* _Work to complete_:
1 > In the forum posts about Hillman, why does Nemo say that studying Hillman leads to so many other works? Answer in one to three sentences.
2 > How would you render this sentence from the forum posts about Hillman in Spanish: "I need to come to Italy, for Lawrence and Hillman, and so I'm sure we will find each other there."

* _Reading text_:
Corbin's Avicenna and the Visionary Recital was an eye-opener for me! If you ever locate those poems, let me know. As for Love's Body, that slipped through the cracks of my studies as well. The only Norman O. Brown I've read is his Hermes The Thief which, fittingly enough, was stolen from me a while back. The best thing about reading Hillman is that, due to his generosity to other writers and his empathy with all artists, such study radiates out in all directions and leads to so many other works. I found so many others writers in so many genres through him. Yes, thanks for the links, Bill. Nemo |
Andrew,
'Alchemical Blue' is such an important essay for me. Essential. And yes - it's fascinating, what his death has done. It's as if, all my life, I knew he was there and would go on saying the things that need to be said, the things no-one else was saying. Now, as you say, we have come full-circle, or perhaps full-spiral - in the same place but deeper - and now it is up to us to carry the blue flame, the forked-torch, in whatever way we can. I think it might be necessary that we meet one day and have a jolly good talk. The other night, before Hillman died, I read the essay you wrote on David Mason - the man I'm going to marry - and I thought, how interesting! I must talk with Andrew about Dave's work one day! And now - this. I need to come to Italy, for Lawrence and Hillman, and so I'm sure we will find each other there. Nemo - what you said about the intellectual generosity of Hillman - sending the reader off on paths of their own - is so true, so eloquently said! And you'll find the same generosity in Brown. I can't conceive of my life without 'Love's Body'. Cally |
Cally, that Hillman essay is brilliant. I don't know how I've missed seeing it before this. With all I have read of his work, and I have heard of the essay, too, but somehow missed it until now. Thanks for posting it.

* _Information given_:
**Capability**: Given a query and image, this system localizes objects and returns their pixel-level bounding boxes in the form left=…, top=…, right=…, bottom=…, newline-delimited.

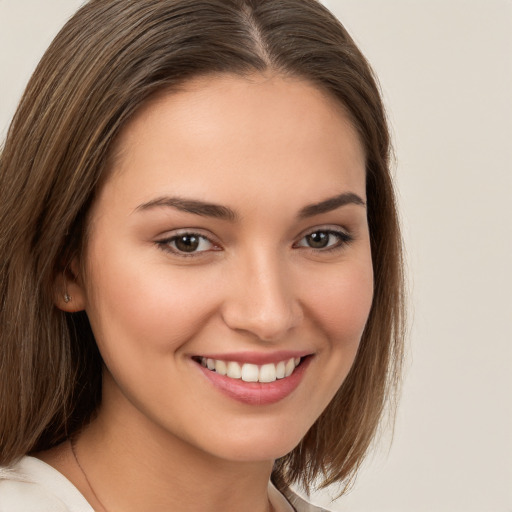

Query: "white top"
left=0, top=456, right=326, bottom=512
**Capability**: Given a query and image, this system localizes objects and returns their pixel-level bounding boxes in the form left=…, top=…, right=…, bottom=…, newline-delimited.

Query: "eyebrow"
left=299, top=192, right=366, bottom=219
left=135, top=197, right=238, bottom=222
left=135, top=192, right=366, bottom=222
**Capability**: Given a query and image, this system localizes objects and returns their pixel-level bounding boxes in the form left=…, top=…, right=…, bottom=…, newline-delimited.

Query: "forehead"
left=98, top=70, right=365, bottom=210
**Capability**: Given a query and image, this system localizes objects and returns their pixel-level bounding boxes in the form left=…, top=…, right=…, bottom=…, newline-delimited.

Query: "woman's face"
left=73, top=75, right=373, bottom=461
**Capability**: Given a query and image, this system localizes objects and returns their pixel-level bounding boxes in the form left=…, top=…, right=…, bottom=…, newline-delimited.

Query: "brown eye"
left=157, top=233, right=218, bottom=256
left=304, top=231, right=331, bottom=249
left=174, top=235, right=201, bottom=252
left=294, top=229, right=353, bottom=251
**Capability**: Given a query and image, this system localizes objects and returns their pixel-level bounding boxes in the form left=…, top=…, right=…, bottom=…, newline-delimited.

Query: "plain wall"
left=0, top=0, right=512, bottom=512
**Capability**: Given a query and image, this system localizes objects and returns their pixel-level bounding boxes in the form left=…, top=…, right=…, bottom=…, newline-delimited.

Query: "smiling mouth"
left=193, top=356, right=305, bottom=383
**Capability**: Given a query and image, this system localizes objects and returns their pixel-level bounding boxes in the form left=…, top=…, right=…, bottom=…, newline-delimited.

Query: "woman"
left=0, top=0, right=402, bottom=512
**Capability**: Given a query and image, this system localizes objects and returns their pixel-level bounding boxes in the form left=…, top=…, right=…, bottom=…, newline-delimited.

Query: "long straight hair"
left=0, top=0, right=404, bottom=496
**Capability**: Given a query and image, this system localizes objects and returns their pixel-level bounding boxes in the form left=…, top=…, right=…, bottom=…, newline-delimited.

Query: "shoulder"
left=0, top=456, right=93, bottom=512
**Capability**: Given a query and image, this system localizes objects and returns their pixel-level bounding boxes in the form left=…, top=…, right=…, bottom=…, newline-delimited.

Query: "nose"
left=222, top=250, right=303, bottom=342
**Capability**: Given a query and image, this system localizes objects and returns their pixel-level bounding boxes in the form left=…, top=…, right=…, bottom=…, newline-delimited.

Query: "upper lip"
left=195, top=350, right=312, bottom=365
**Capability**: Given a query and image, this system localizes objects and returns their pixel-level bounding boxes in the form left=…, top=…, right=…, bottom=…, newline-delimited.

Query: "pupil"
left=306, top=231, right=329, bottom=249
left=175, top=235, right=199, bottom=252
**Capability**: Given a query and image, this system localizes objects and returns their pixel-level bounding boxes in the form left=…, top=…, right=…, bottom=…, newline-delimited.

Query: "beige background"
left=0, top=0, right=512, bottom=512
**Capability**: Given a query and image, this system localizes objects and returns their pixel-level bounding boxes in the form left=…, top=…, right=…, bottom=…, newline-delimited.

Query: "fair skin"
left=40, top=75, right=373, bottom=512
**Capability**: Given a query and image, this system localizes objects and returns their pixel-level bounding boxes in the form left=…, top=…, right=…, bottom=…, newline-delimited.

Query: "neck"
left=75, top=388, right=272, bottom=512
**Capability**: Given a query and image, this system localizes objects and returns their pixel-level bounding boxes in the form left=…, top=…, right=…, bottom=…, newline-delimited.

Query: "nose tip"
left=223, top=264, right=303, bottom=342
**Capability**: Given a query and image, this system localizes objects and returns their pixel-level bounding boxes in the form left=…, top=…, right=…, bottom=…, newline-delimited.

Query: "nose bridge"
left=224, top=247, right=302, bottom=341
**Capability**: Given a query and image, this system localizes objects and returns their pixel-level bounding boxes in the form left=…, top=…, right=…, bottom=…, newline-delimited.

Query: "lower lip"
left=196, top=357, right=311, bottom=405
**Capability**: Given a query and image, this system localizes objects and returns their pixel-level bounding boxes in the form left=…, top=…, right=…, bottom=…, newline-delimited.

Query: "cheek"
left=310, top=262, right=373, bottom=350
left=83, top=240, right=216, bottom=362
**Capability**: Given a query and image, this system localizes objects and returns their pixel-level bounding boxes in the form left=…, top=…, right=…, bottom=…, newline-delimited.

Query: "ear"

==

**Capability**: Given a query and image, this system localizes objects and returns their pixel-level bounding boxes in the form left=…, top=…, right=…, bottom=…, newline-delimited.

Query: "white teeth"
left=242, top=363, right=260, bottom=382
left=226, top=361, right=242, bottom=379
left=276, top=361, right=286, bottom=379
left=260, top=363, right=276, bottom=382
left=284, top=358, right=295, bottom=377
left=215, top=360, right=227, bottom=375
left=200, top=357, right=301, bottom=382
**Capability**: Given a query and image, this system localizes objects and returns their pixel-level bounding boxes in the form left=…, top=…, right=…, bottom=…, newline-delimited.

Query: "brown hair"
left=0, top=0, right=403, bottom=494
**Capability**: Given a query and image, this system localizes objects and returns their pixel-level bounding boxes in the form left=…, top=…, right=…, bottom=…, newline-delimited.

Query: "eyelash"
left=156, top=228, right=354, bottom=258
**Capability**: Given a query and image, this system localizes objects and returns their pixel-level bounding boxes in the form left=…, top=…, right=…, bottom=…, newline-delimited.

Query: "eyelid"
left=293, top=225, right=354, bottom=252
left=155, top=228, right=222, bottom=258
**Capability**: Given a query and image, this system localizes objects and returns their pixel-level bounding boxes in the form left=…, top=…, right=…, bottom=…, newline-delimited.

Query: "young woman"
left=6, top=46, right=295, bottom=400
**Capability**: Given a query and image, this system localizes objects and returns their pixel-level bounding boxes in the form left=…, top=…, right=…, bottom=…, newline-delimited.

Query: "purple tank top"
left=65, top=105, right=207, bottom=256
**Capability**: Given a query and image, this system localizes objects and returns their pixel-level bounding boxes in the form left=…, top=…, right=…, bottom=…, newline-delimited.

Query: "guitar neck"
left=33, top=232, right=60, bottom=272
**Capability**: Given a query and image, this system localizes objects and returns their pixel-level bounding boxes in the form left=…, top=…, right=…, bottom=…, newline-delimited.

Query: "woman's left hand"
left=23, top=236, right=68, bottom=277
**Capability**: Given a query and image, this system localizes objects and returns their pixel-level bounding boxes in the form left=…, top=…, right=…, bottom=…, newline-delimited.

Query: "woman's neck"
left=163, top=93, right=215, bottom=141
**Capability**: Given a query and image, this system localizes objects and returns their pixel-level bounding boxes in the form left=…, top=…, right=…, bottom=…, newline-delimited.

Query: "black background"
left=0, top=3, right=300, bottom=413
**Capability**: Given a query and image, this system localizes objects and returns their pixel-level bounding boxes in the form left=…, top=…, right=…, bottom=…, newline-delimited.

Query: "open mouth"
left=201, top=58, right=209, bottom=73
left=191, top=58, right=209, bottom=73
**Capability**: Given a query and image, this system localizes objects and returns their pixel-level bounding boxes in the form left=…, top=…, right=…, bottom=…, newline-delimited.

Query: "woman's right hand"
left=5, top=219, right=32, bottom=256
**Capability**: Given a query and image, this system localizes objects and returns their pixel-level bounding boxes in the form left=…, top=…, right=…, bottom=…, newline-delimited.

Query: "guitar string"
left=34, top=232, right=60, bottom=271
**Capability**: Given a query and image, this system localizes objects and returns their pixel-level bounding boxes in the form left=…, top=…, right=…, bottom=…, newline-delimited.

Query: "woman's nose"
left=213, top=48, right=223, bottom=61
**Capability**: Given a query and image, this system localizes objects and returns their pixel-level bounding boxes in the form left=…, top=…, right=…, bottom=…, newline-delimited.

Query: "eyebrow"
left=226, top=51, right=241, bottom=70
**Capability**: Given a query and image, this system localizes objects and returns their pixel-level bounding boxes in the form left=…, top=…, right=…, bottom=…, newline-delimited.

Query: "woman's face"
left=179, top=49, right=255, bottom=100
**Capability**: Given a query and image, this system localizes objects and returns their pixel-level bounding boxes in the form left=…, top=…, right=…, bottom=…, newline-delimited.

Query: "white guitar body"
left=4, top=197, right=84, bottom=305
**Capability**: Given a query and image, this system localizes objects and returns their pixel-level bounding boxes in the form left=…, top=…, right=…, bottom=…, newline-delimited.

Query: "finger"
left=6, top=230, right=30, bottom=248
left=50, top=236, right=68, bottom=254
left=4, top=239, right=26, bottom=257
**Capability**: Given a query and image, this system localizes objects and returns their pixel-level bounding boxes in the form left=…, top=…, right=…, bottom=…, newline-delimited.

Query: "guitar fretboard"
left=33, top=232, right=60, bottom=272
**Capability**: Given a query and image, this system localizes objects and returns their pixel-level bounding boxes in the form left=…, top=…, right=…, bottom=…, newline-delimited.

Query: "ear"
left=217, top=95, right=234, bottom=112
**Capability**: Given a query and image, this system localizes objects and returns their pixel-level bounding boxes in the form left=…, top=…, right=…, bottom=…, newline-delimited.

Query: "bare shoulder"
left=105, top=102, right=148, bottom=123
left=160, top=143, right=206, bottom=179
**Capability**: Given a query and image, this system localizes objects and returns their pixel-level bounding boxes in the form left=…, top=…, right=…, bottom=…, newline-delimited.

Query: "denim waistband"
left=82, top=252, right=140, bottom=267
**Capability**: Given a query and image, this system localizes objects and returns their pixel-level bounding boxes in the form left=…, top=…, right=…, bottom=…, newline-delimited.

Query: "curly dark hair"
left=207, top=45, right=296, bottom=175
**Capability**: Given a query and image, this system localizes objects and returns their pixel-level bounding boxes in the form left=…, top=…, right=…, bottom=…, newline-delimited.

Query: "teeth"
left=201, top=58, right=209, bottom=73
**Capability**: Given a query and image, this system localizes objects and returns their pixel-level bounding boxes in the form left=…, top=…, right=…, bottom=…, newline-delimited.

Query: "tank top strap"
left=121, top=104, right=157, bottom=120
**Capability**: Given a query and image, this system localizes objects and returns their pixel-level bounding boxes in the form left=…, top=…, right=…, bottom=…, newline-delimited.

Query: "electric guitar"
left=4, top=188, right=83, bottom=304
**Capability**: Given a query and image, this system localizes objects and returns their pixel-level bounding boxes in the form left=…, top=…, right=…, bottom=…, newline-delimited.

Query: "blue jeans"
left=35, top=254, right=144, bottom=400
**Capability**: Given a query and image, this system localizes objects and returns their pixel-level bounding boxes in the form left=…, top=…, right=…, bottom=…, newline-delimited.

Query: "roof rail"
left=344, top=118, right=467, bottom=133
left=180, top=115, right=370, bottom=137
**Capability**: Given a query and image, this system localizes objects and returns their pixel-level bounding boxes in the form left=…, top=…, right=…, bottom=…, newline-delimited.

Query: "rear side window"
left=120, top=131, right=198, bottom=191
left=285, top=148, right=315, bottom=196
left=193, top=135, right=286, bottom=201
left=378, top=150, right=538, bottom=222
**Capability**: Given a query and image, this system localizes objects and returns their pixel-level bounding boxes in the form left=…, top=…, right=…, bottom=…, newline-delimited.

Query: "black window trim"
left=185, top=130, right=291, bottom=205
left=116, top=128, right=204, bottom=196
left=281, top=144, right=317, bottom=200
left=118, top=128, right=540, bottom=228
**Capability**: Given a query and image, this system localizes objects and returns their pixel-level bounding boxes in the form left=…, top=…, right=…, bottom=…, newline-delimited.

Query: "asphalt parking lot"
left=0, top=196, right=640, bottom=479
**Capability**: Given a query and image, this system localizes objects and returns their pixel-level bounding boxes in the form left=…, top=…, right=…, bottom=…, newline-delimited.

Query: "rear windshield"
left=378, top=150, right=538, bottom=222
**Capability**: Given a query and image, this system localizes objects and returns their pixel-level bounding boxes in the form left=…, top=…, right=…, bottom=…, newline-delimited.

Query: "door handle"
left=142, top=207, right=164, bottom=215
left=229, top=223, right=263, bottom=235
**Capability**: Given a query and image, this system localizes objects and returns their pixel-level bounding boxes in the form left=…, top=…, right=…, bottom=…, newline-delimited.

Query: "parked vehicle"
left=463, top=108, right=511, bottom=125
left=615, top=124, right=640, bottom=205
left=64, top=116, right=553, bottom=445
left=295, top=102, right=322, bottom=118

---

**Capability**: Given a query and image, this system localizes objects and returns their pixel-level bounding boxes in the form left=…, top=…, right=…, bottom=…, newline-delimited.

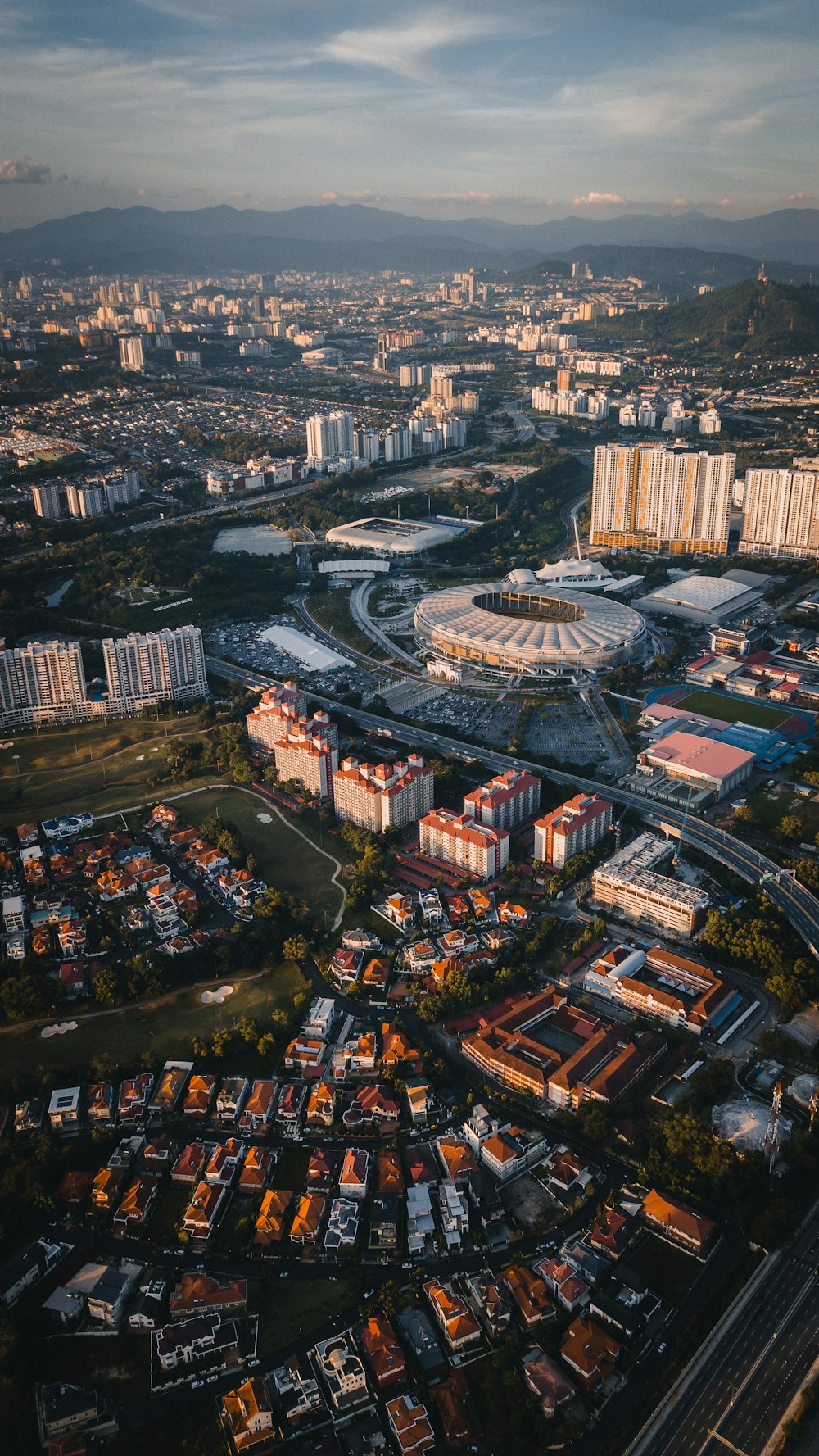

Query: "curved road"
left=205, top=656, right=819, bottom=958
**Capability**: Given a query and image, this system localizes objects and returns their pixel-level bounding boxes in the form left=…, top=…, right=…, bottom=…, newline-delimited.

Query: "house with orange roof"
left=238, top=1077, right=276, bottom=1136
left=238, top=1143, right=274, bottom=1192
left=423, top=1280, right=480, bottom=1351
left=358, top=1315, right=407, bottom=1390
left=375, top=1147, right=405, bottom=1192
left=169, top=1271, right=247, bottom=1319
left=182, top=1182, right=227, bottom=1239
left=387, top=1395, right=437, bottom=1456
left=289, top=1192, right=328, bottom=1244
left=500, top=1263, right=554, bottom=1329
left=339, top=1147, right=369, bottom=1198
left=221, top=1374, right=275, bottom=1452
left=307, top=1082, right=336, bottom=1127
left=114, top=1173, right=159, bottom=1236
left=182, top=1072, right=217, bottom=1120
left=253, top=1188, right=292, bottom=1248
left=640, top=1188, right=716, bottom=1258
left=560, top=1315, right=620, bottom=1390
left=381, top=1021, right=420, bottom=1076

* _Answers per task_:
1 > Nemo credits Hillman's generosity to other writers and his empathy with all artists, which make study of his work radiate out in all directions. Through him, Nemo found many other writers in many genres.

2 > Necesito venir a Italia, por Lawrence y por Hillman, así que seguro que nos encontraremos allí.